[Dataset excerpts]
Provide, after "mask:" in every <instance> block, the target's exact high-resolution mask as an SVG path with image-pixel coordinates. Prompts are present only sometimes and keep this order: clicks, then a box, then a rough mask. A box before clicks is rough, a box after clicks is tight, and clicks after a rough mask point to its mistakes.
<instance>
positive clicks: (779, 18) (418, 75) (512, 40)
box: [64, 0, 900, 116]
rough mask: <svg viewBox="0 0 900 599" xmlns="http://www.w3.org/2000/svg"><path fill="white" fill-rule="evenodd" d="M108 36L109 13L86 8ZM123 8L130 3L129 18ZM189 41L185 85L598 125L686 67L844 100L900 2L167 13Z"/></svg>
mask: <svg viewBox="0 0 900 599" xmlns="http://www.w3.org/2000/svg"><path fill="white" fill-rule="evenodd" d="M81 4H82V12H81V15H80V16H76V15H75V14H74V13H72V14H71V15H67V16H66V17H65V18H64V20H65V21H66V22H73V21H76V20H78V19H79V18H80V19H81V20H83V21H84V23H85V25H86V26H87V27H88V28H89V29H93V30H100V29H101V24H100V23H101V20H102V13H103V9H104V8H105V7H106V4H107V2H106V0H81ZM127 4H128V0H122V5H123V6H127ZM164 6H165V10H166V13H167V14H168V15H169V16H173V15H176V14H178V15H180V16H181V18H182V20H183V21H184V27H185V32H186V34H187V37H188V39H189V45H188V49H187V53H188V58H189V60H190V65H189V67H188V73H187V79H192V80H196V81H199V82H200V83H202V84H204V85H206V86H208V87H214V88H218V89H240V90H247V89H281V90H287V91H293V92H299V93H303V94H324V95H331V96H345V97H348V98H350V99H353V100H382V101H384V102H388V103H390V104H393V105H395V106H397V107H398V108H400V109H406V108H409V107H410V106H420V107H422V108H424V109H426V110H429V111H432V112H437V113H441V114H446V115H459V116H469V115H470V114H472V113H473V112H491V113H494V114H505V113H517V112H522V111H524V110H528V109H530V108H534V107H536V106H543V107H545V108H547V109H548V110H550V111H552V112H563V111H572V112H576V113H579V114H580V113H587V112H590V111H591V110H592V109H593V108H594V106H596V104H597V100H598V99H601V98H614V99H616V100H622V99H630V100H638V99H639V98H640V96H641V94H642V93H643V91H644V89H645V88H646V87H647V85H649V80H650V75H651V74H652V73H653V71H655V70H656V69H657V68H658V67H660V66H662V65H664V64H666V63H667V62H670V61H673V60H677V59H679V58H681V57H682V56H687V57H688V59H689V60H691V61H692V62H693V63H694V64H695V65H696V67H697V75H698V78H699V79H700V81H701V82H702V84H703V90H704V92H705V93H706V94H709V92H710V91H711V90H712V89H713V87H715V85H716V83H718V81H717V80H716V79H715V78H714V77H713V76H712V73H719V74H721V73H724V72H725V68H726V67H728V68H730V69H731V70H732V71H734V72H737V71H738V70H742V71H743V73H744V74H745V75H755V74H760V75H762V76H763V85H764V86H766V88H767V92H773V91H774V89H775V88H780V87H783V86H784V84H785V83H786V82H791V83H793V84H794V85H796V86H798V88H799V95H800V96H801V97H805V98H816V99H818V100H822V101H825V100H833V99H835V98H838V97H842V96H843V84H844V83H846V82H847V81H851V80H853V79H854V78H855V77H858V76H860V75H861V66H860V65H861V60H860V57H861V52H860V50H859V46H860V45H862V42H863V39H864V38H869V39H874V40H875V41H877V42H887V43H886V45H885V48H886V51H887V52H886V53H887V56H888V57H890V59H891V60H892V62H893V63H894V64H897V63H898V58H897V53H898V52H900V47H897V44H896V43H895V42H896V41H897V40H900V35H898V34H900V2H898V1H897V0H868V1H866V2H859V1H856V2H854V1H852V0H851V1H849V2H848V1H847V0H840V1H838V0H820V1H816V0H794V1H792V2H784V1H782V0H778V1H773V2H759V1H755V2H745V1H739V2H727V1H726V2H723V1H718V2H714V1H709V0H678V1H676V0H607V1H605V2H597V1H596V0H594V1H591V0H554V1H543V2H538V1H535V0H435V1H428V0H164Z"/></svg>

**What the task requires**
Copy out every one of the lines above, character for character.

**Written answer**
Provide, after "mask:" in every <instance> block, the target's exact high-resolution mask as an SVG path with image-pixel coordinates. Prompts are present only sometimes and keep this order: clicks, then a box, then a rough mask. A box before clicks is rough, a box after clicks is tight, and clicks after a rough mask point to its mistakes.
<instance>
positive clicks: (779, 18) (418, 75) (512, 40)
box: [64, 0, 900, 116]
rough mask: <svg viewBox="0 0 900 599" xmlns="http://www.w3.org/2000/svg"><path fill="white" fill-rule="evenodd" d="M108 36L109 13L86 8ZM123 8L130 3L129 18ZM189 41L185 85L598 125L686 67L844 100L900 2L167 13Z"/></svg>
mask: <svg viewBox="0 0 900 599" xmlns="http://www.w3.org/2000/svg"><path fill="white" fill-rule="evenodd" d="M81 4H82V12H81V15H80V16H76V15H75V14H74V13H72V14H71V15H67V16H66V17H65V18H64V20H65V21H66V22H73V21H76V20H78V19H79V18H80V19H81V20H83V21H84V23H85V25H86V26H87V27H88V28H89V29H93V30H100V29H101V24H100V23H101V20H102V13H103V9H104V8H105V7H106V4H107V2H106V0H81ZM127 4H128V0H122V5H123V6H127ZM164 6H165V10H166V13H167V14H168V15H169V16H173V15H176V14H178V15H180V16H181V18H182V20H183V21H184V27H185V32H186V34H187V37H188V39H189V45H188V49H187V53H188V58H189V60H190V65H189V67H188V73H187V79H192V80H196V81H199V82H200V83H202V84H204V85H206V86H208V87H214V88H218V89H240V90H247V89H281V90H287V91H293V92H299V93H303V94H324V95H331V96H345V97H348V98H350V99H353V100H382V101H384V102H388V103H390V104H393V105H395V106H397V107H398V108H400V109H406V108H409V107H410V106H420V107H422V108H424V109H426V110H429V111H432V112H437V113H441V114H446V115H459V116H469V115H470V114H472V113H473V112H491V113H494V114H505V113H517V112H522V111H524V110H528V109H530V108H534V107H536V106H543V107H545V108H547V109H548V110H550V111H552V112H563V111H572V112H576V113H579V114H580V113H587V112H590V111H591V110H592V109H593V108H594V106H596V104H597V100H598V99H601V98H614V99H616V100H622V99H630V100H638V99H639V98H640V96H641V94H642V93H643V91H644V89H645V88H646V87H647V85H649V80H650V75H651V74H652V73H653V71H655V70H656V69H657V68H658V67H660V66H662V65H664V64H666V63H667V62H670V61H673V60H677V59H679V58H681V57H682V56H687V57H688V59H689V60H691V61H692V62H693V63H694V64H695V65H696V67H697V75H698V78H699V79H700V81H701V82H702V84H703V90H704V92H705V93H706V94H709V92H710V91H711V90H712V89H713V87H715V85H716V83H718V81H717V80H716V79H715V78H714V77H713V76H712V73H719V74H721V73H724V72H725V68H726V67H728V68H730V69H731V70H732V71H734V72H737V71H738V70H742V71H743V73H744V74H745V75H755V74H760V75H762V76H763V85H764V86H766V88H767V92H773V91H774V89H775V88H780V87H783V86H784V84H785V83H786V82H791V83H793V84H794V85H796V86H798V88H799V95H800V96H801V97H805V98H816V99H818V100H822V101H825V100H833V99H835V98H838V97H842V96H843V84H844V83H846V82H847V81H851V80H853V79H854V78H855V77H858V76H860V75H861V66H860V65H861V60H860V57H861V52H860V50H859V46H860V45H862V42H863V39H864V38H869V39H874V40H875V41H877V42H887V43H886V45H885V48H886V51H887V52H886V53H887V56H888V57H890V59H891V60H892V62H893V63H894V64H897V63H898V58H897V53H898V52H900V47H897V44H896V43H895V42H896V41H897V40H900V35H898V34H900V2H898V1H897V0H868V1H866V2H859V1H856V2H854V1H852V0H851V1H849V2H848V1H847V0H840V1H838V0H820V1H816V0H794V1H792V2H784V1H782V0H778V1H773V2H759V1H755V2H745V1H739V2H727V1H726V2H723V1H718V2H714V1H709V0H678V1H676V0H607V1H605V2H597V1H596V0H594V1H591V0H554V1H543V2H538V1H535V0H435V1H428V0H164Z"/></svg>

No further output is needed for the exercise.